Objective:
Repeat the data exactly, from the line containing "phrase -- shriveled sporangiophore" through the end of the data.

>> START Stored rows

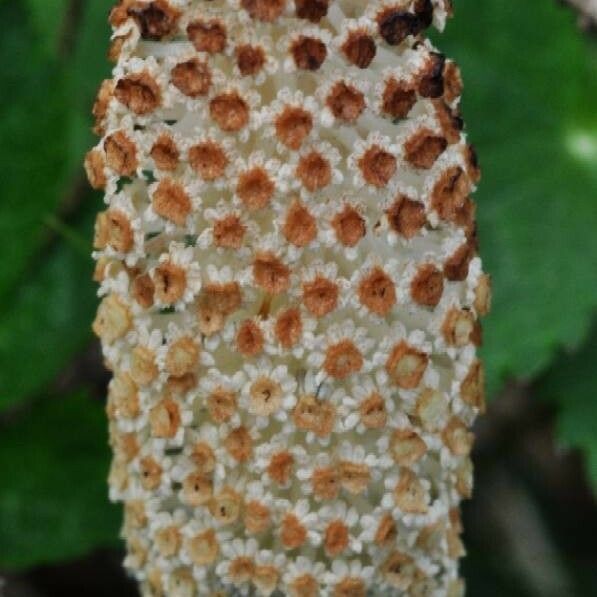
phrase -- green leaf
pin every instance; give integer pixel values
(48, 318)
(529, 104)
(46, 294)
(45, 126)
(55, 504)
(570, 384)
(48, 20)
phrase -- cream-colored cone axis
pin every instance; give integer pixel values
(290, 296)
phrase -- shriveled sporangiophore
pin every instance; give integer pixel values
(290, 296)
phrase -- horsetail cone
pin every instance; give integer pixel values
(290, 296)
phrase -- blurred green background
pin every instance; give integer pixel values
(530, 104)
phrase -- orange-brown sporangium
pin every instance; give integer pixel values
(270, 273)
(304, 586)
(256, 517)
(138, 92)
(354, 476)
(359, 48)
(423, 148)
(320, 296)
(343, 359)
(193, 77)
(255, 188)
(151, 473)
(292, 126)
(207, 36)
(314, 171)
(230, 111)
(171, 201)
(377, 292)
(280, 467)
(155, 19)
(312, 10)
(164, 418)
(208, 159)
(121, 153)
(377, 166)
(309, 53)
(373, 412)
(265, 396)
(406, 365)
(450, 192)
(406, 217)
(249, 338)
(264, 10)
(345, 101)
(288, 327)
(349, 226)
(326, 483)
(170, 282)
(300, 226)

>> END Stored rows

Solution below:
phrase -- shriveled sporangiophore
pin every instance; give integer pixel values
(290, 296)
phrase -- horsetail cone
pin every instance; give integer pixel values
(290, 296)
phrase -- blurred green background
pin every instance; give integer pixel values
(530, 104)
phrase -- orange-brown sporangium
pin every instance; give integer pixel values
(270, 273)
(304, 586)
(256, 517)
(138, 92)
(354, 476)
(359, 48)
(423, 148)
(320, 296)
(343, 359)
(193, 77)
(255, 188)
(151, 473)
(292, 126)
(207, 36)
(314, 171)
(230, 111)
(171, 201)
(377, 292)
(280, 467)
(155, 19)
(312, 10)
(164, 418)
(208, 159)
(121, 153)
(377, 166)
(309, 53)
(373, 412)
(265, 396)
(406, 365)
(450, 192)
(406, 217)
(249, 338)
(264, 10)
(345, 101)
(288, 327)
(349, 226)
(326, 483)
(170, 282)
(300, 226)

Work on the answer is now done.